■ TO DO ■
Reproduce the records below in full and exactly, without their images.

■ INPUT FOR THIS TASK ■
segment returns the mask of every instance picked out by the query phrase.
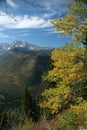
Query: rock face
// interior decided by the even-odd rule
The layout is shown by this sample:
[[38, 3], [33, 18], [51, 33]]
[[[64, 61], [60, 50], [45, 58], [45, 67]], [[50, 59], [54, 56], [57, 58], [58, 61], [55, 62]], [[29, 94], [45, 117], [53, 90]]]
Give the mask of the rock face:
[[36, 46], [36, 45], [30, 44], [26, 41], [20, 41], [20, 40], [15, 40], [12, 42], [11, 49], [13, 49], [13, 48], [20, 48], [20, 49], [25, 49], [25, 50], [35, 50], [35, 51], [52, 49], [50, 47]]

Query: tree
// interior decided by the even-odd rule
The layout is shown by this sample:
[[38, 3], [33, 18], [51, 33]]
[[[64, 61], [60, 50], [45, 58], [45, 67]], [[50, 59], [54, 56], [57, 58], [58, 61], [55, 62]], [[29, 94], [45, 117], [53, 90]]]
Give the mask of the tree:
[[24, 88], [23, 97], [21, 101], [21, 112], [26, 117], [31, 117], [33, 121], [39, 119], [39, 106], [36, 103], [36, 100], [32, 99], [27, 87]]
[[74, 40], [87, 45], [87, 2], [76, 0], [73, 5], [68, 3], [69, 13], [64, 18], [55, 18], [52, 20], [57, 31], [63, 31], [63, 35], [73, 35]]
[[[64, 18], [52, 20], [57, 31], [62, 31], [62, 35], [74, 35], [74, 40], [83, 43], [84, 67], [87, 69], [87, 1], [75, 0], [71, 5], [68, 3], [69, 13]], [[87, 70], [86, 70], [87, 71]]]
[[[69, 107], [73, 99], [82, 96], [79, 89], [85, 89], [83, 82], [86, 81], [87, 73], [84, 69], [84, 48], [81, 46], [66, 45], [52, 52], [52, 70], [48, 71], [44, 80], [54, 82], [42, 94], [42, 108], [49, 108], [52, 114]], [[77, 91], [79, 91], [77, 95]]]
[[33, 100], [31, 95], [29, 94], [27, 87], [25, 87], [21, 103], [21, 111], [26, 116], [31, 116], [33, 112], [32, 109], [33, 109]]
[[75, 2], [83, 2], [84, 4], [87, 4], [87, 0], [74, 0]]
[[[82, 3], [84, 2], [84, 4]], [[73, 35], [74, 43], [55, 49], [51, 59], [53, 68], [44, 78], [54, 83], [42, 93], [42, 108], [48, 108], [52, 114], [66, 113], [58, 130], [74, 130], [87, 127], [87, 1], [75, 0], [68, 4], [70, 13], [64, 18], [56, 18], [52, 23], [62, 35]], [[76, 41], [76, 42], [75, 42]], [[84, 95], [84, 96], [83, 96]], [[83, 100], [81, 100], [83, 99]], [[86, 99], [86, 98], [85, 98]], [[82, 124], [82, 125], [81, 125]]]
[[83, 69], [84, 49], [80, 46], [65, 46], [64, 48], [55, 49], [52, 52], [53, 69], [48, 72], [46, 79], [57, 84], [75, 84], [77, 81], [84, 79], [85, 72]]
[[[69, 13], [64, 18], [53, 19], [52, 23], [57, 31], [63, 32], [62, 35], [72, 35], [74, 42], [83, 44], [85, 49], [82, 62], [84, 72], [87, 73], [87, 0], [74, 0], [73, 4], [68, 3], [67, 6]], [[86, 85], [87, 79], [84, 93], [87, 93]]]
[[[58, 96], [63, 91], [63, 85], [69, 87], [73, 99], [77, 98], [78, 96], [82, 96], [82, 90], [86, 90], [87, 92], [86, 5], [87, 2], [85, 0], [83, 2], [82, 0], [75, 0], [72, 5], [68, 3], [67, 6], [69, 9], [69, 13], [64, 18], [55, 18], [52, 20], [52, 23], [56, 26], [57, 31], [62, 31], [62, 35], [74, 36], [74, 42], [81, 42], [85, 47], [82, 48], [82, 46], [78, 45], [76, 47], [67, 46], [63, 49], [56, 49], [52, 53], [51, 58], [53, 61], [53, 69], [48, 72], [48, 75], [45, 79], [48, 82], [54, 82], [55, 86], [52, 87], [53, 89], [45, 90], [45, 92], [43, 93], [45, 101], [41, 103], [41, 106], [50, 108], [52, 110], [55, 108], [54, 113], [57, 112], [59, 108], [58, 100], [60, 100], [60, 102], [62, 101], [63, 103], [65, 103], [64, 98], [58, 98]], [[61, 91], [59, 91], [59, 88], [62, 88]], [[54, 92], [53, 94], [52, 91]], [[77, 93], [78, 95], [76, 95]], [[63, 96], [64, 95], [66, 94], [64, 93]], [[62, 109], [62, 105], [60, 106]]]
[[42, 94], [44, 100], [40, 103], [41, 108], [48, 108], [52, 114], [68, 107], [71, 100], [71, 91], [68, 86], [62, 85], [45, 90]]

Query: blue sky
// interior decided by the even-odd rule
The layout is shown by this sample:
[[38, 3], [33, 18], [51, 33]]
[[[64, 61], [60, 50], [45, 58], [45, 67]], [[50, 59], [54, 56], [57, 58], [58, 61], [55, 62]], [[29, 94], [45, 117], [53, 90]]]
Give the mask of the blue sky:
[[[3, 1], [7, 3], [8, 14]], [[0, 42], [11, 43], [19, 39], [39, 46], [59, 47], [70, 41], [68, 36], [60, 37], [61, 32], [56, 32], [50, 21], [63, 17], [68, 11], [66, 4], [71, 0], [34, 0], [44, 8], [21, 1], [0, 0]]]

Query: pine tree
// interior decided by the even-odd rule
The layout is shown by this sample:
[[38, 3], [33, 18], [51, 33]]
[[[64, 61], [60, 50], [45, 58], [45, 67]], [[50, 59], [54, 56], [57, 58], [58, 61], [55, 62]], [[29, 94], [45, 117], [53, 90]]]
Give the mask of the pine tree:
[[21, 101], [21, 112], [28, 118], [32, 118], [33, 121], [38, 121], [40, 113], [39, 106], [36, 100], [32, 98], [27, 87], [24, 88], [22, 101]]
[[24, 88], [23, 96], [22, 96], [22, 103], [21, 103], [21, 112], [26, 116], [32, 115], [33, 109], [33, 100], [27, 87]]

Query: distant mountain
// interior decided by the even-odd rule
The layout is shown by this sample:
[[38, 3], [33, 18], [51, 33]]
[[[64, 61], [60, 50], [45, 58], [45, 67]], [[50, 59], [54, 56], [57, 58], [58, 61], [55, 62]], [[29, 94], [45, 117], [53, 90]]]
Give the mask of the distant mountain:
[[51, 47], [36, 46], [36, 45], [30, 44], [26, 41], [21, 41], [21, 40], [15, 40], [12, 42], [10, 49], [14, 49], [14, 48], [20, 48], [20, 49], [24, 49], [24, 50], [35, 50], [35, 51], [52, 50], [53, 49]]
[[51, 51], [53, 48], [51, 47], [40, 47], [33, 44], [30, 44], [26, 41], [15, 40], [11, 44], [8, 43], [0, 43], [0, 56], [6, 54], [11, 50], [19, 50], [19, 51]]

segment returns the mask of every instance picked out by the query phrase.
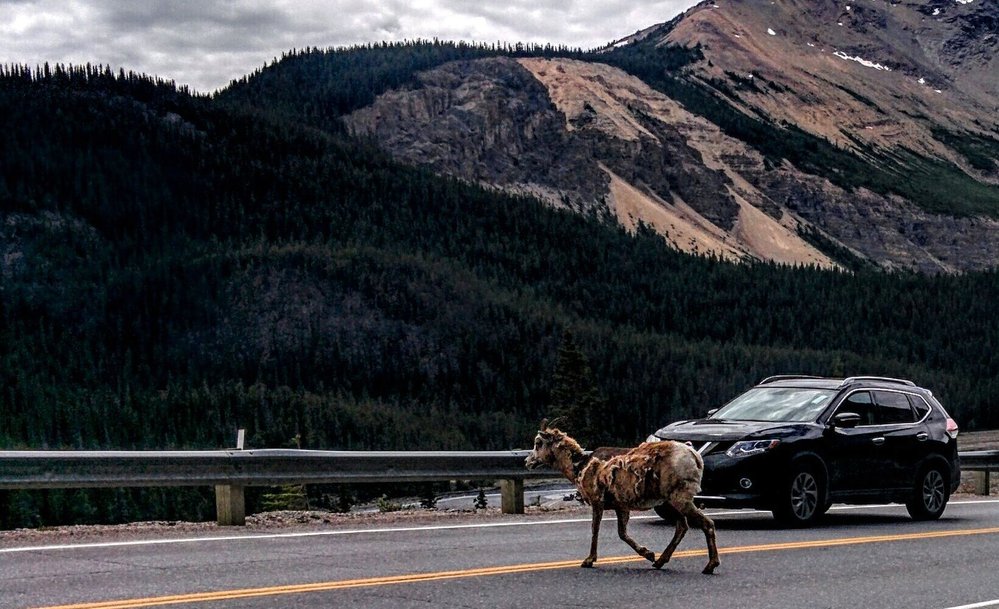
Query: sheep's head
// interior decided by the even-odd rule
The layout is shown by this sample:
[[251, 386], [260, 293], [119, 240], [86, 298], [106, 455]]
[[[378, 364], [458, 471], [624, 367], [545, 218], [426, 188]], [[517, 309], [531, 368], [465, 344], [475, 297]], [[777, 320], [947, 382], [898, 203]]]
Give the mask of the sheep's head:
[[527, 469], [536, 469], [542, 465], [552, 466], [558, 459], [555, 446], [565, 439], [565, 433], [551, 427], [548, 419], [541, 420], [538, 435], [534, 436], [534, 449], [527, 455], [524, 465]]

■ WRITTEN SOLUTION ■
segment returns the mask of every instance picked out by the query phrase.
Query: rock face
// interior decided by the even-odd rule
The layout is shown by this sample:
[[38, 3], [33, 18], [51, 33]]
[[[64, 61], [60, 50], [45, 58], [45, 67]], [[50, 59], [54, 56], [57, 58], [58, 61], [55, 62]], [[29, 94], [45, 117], [53, 90]]]
Give the mask of the rock face:
[[36, 46], [36, 45], [30, 44], [26, 41], [20, 41], [20, 40], [15, 40], [12, 42], [11, 49], [13, 49], [13, 48], [20, 48], [20, 49], [25, 49], [25, 50], [35, 50], [35, 51], [52, 49], [50, 47]]

Query: tree
// interior decided by the even-odd rule
The layout is shown by this sample:
[[38, 3], [33, 18], [51, 33]]
[[[64, 61], [60, 50], [45, 58], [45, 67]], [[50, 59], [54, 56], [57, 58], [58, 61], [55, 62]], [[29, 94], [45, 117], [53, 90]]]
Give the mask of the tree:
[[24, 88], [23, 97], [21, 101], [21, 112], [26, 117], [31, 117], [33, 121], [39, 119], [39, 106], [36, 103], [36, 100], [32, 99], [27, 87]]
[[74, 40], [87, 45], [87, 2], [76, 0], [73, 5], [68, 3], [69, 13], [64, 18], [55, 18], [52, 20], [57, 31], [63, 31], [63, 35], [73, 35]]
[[[64, 18], [52, 20], [57, 31], [62, 31], [62, 35], [74, 35], [74, 40], [83, 43], [84, 67], [87, 69], [87, 1], [75, 0], [71, 5], [68, 3], [69, 13]], [[87, 70], [86, 70], [87, 71]]]
[[[69, 107], [73, 99], [82, 96], [79, 89], [85, 89], [83, 82], [86, 81], [87, 73], [84, 69], [84, 48], [81, 46], [66, 45], [52, 52], [52, 70], [48, 71], [44, 80], [54, 82], [42, 94], [42, 108], [49, 108], [52, 114]], [[77, 91], [79, 91], [77, 95]]]
[[33, 100], [31, 95], [29, 94], [27, 87], [25, 87], [21, 103], [21, 111], [26, 116], [31, 116], [33, 112], [32, 109], [33, 109]]
[[75, 2], [83, 2], [84, 4], [87, 4], [87, 0], [74, 0]]
[[[82, 3], [84, 2], [84, 4]], [[73, 35], [74, 43], [55, 49], [51, 59], [53, 68], [44, 78], [54, 83], [42, 93], [42, 108], [48, 108], [52, 114], [66, 113], [58, 130], [74, 130], [87, 127], [87, 1], [75, 0], [68, 4], [70, 13], [64, 18], [56, 18], [52, 23], [62, 35]], [[76, 41], [76, 42], [75, 42]], [[84, 95], [84, 96], [83, 96]], [[83, 100], [81, 100], [83, 99]], [[86, 99], [86, 98], [85, 98]], [[82, 124], [82, 125], [81, 125]]]
[[83, 69], [84, 49], [80, 46], [65, 46], [64, 48], [55, 49], [52, 52], [53, 69], [48, 72], [46, 79], [57, 84], [75, 84], [77, 81], [84, 79], [85, 72]]
[[[69, 13], [64, 18], [53, 19], [52, 23], [57, 31], [63, 32], [62, 35], [72, 35], [74, 42], [83, 44], [85, 49], [82, 62], [84, 72], [87, 73], [87, 0], [74, 0], [73, 4], [68, 3], [67, 6]], [[86, 85], [87, 79], [84, 93], [87, 93]]]
[[[58, 96], [63, 91], [63, 85], [69, 87], [73, 99], [77, 98], [78, 96], [82, 96], [82, 90], [86, 90], [87, 92], [86, 5], [87, 2], [85, 0], [83, 2], [82, 0], [75, 0], [72, 5], [68, 3], [67, 6], [69, 9], [69, 13], [64, 18], [55, 18], [52, 20], [52, 23], [56, 26], [57, 31], [62, 31], [62, 35], [74, 36], [74, 42], [81, 42], [85, 47], [82, 48], [82, 46], [78, 45], [76, 47], [67, 46], [63, 49], [56, 49], [52, 53], [51, 58], [53, 61], [53, 69], [48, 72], [48, 75], [45, 79], [48, 82], [54, 82], [55, 86], [52, 87], [53, 89], [45, 90], [45, 92], [43, 93], [45, 101], [41, 103], [41, 106], [50, 108], [52, 110], [55, 108], [54, 113], [57, 112], [59, 108], [58, 100], [60, 100], [60, 102], [62, 101], [63, 103], [65, 103], [64, 98], [58, 98]], [[61, 91], [59, 91], [59, 88], [62, 88]], [[54, 92], [53, 94], [52, 91]], [[77, 93], [78, 95], [76, 95]], [[63, 96], [64, 95], [66, 94], [64, 93]], [[62, 109], [62, 105], [60, 106]]]
[[42, 94], [44, 100], [40, 103], [41, 108], [48, 108], [52, 114], [68, 107], [71, 100], [71, 91], [68, 86], [62, 85], [45, 90]]

Query: blue sky
// interior decided by the even-odd rule
The layout is shown by this sample:
[[38, 3], [33, 18], [51, 33]]
[[[64, 61], [60, 50], [45, 58], [45, 67]], [[50, 59], [54, 56], [57, 58], [58, 61], [55, 62]], [[29, 94], [45, 117], [53, 90]]]
Give the mask of the blue sky:
[[[3, 1], [7, 3], [8, 14]], [[0, 42], [11, 43], [19, 39], [39, 46], [59, 47], [70, 41], [68, 36], [60, 37], [61, 32], [56, 32], [50, 21], [63, 17], [68, 11], [66, 4], [71, 0], [34, 0], [44, 8], [21, 1], [0, 0]]]

Query: pine tree
// interior decided by the even-odd rule
The layout is shown by this sample:
[[38, 3], [33, 18], [51, 33]]
[[[64, 61], [60, 50], [45, 58], [45, 67]], [[50, 59], [54, 56], [57, 58], [58, 61], [55, 62]], [[29, 94], [45, 117], [53, 90]]]
Give the mask of the pine tree:
[[21, 101], [21, 112], [28, 118], [32, 118], [33, 121], [38, 121], [40, 113], [39, 106], [36, 100], [32, 98], [27, 87], [24, 88], [22, 101]]
[[24, 88], [23, 96], [22, 96], [22, 103], [21, 103], [21, 112], [26, 116], [32, 115], [33, 109], [33, 100], [27, 87]]

Query: distant mountain
// interior decided by the even-odd rule
The layout is shown by this sample:
[[38, 3], [33, 18], [51, 33]]
[[[64, 61], [60, 50], [45, 58], [45, 67]], [[50, 59], [54, 56], [57, 58], [58, 61], [55, 62]], [[29, 94], [45, 117], [53, 90]]]
Give the mask of the distant mountain:
[[51, 47], [36, 46], [36, 45], [30, 44], [26, 41], [21, 41], [21, 40], [15, 40], [12, 42], [10, 49], [14, 49], [14, 48], [20, 48], [20, 49], [24, 49], [24, 50], [35, 50], [35, 51], [52, 50], [53, 49]]
[[51, 51], [53, 48], [51, 47], [40, 47], [33, 44], [30, 44], [26, 41], [15, 40], [11, 44], [8, 43], [0, 43], [0, 56], [6, 54], [11, 50], [19, 50], [19, 51]]

segment returns the mask of every instance picked out by the query phrase.
Query: sheep's head
// interior decided by the even-odd rule
The layout is shown by this sample:
[[251, 386], [260, 293], [119, 240], [86, 298], [106, 455]]
[[[378, 364], [458, 471], [624, 367], [545, 218], [426, 188]], [[517, 309], [531, 368], [465, 344], [475, 297]], [[777, 320], [947, 382], [898, 203]]]
Give the mask of the sheep's head:
[[527, 469], [536, 469], [542, 465], [552, 466], [558, 459], [555, 446], [565, 439], [565, 433], [551, 427], [548, 419], [541, 420], [538, 435], [534, 436], [534, 449], [527, 455], [524, 465]]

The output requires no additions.